### Provided records

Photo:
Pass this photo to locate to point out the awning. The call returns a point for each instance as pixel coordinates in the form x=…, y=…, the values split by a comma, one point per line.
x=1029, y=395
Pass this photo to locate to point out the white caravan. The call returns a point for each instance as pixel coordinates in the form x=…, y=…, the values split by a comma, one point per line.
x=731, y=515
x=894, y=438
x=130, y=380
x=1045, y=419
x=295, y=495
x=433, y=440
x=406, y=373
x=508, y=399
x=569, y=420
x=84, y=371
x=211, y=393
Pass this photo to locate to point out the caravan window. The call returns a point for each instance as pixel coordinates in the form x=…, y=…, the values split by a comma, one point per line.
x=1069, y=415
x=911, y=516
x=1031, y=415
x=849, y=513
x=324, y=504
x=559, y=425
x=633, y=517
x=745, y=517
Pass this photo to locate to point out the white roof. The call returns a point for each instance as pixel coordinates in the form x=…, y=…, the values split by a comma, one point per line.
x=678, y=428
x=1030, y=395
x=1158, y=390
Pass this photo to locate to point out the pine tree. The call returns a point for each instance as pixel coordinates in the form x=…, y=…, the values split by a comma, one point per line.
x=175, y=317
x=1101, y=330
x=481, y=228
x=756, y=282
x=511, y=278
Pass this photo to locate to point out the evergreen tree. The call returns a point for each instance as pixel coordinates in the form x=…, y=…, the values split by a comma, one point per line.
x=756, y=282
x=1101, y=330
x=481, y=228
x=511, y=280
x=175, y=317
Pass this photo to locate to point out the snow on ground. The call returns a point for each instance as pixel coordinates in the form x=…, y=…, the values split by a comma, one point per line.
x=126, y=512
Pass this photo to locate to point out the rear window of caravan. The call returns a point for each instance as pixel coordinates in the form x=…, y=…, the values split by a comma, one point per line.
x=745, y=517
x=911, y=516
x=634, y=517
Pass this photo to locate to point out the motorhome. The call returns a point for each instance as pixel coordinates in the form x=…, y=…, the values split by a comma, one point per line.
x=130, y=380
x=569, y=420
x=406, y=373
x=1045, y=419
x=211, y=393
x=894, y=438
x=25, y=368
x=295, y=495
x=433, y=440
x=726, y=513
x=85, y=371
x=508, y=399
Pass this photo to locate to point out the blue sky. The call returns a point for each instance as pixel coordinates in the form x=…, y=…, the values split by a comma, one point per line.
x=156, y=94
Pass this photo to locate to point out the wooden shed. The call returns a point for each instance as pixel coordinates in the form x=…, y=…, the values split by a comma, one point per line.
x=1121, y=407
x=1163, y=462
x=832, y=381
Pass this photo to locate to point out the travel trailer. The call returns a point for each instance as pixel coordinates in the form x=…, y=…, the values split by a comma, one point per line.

######

== Prompt ==
Copy every line of the records word for word.

== Complete response ==
Photo:
Pass this photo to locate to point out the awning. The call returns a point for each instance as pixel coordinates in the form x=…, y=…, the values split by a comma, one point per line.
x=1029, y=395
Pass this photo to locate to point out the white caravan. The call returns a point for each instance as pixel coordinates in the form x=…, y=…, the values split by a comma, one point per line.
x=731, y=515
x=894, y=438
x=130, y=380
x=1045, y=419
x=295, y=495
x=433, y=440
x=406, y=373
x=508, y=399
x=569, y=420
x=84, y=371
x=211, y=393
Pass this photo to locate to point out the caravan window. The call returns a point for each instance as pixel coordinates in the form x=…, y=…, the values split by a comma, one point per line.
x=1069, y=415
x=911, y=516
x=1031, y=415
x=849, y=513
x=324, y=504
x=559, y=425
x=633, y=517
x=745, y=517
Pass this photo to locate to point out the white roof. The call returns a point for each instance as pixel coordinates in the form x=…, y=…, the values split by a comma, one point per line.
x=678, y=428
x=1030, y=395
x=1158, y=390
Pass this photo to locate to point out the pine tree. The call returns a point for each instance as pixel coordinates in the form x=…, y=…, the values split by a comma, one point per line.
x=175, y=317
x=1101, y=330
x=481, y=228
x=756, y=282
x=511, y=278
Pass this photo to locate to point out the evergreen tree. The call returns a point for each instance as pixel coordinates in the form x=…, y=…, the values split by a comma, one point per line.
x=756, y=282
x=1101, y=330
x=481, y=228
x=511, y=280
x=175, y=317
Pass this photo to locate to point out the snow on ground. The call returns a point for each instance as pixel coordinates in the form x=…, y=…, the values split by a comma, one point per line.
x=126, y=512
Pass this photo to locate to point out the rear window of caravan. The call returns a point for each instance as pixel coordinates in the form x=…, y=…, the values split by a comma, one point per line.
x=745, y=517
x=911, y=516
x=634, y=517
Pass this photo to locate to point out the motorhome. The call returns a point for each instance as pixel coordinates in the form x=…, y=…, the values split by a comma, one point per line.
x=130, y=380
x=569, y=420
x=406, y=373
x=1045, y=419
x=211, y=393
x=894, y=438
x=25, y=368
x=295, y=495
x=433, y=440
x=726, y=513
x=85, y=371
x=508, y=399
Pass this photo to locate to point out the blue sky. The call returns a point for each instance as pixel coordinates in the form x=…, y=…, the values split by a comma, one point per line.
x=156, y=94
Pass this photo to locate to point out the wooden shed. The call returns a point for each instance as pixel coordinates in the form x=…, y=…, the values split by a comma, one point per line.
x=1121, y=407
x=1163, y=462
x=832, y=381
Pass this photo to locate to point out the travel trailer. The call returns a point for each instance as pixel coordinates in the form x=…, y=…, the values split by a comma, one point per line.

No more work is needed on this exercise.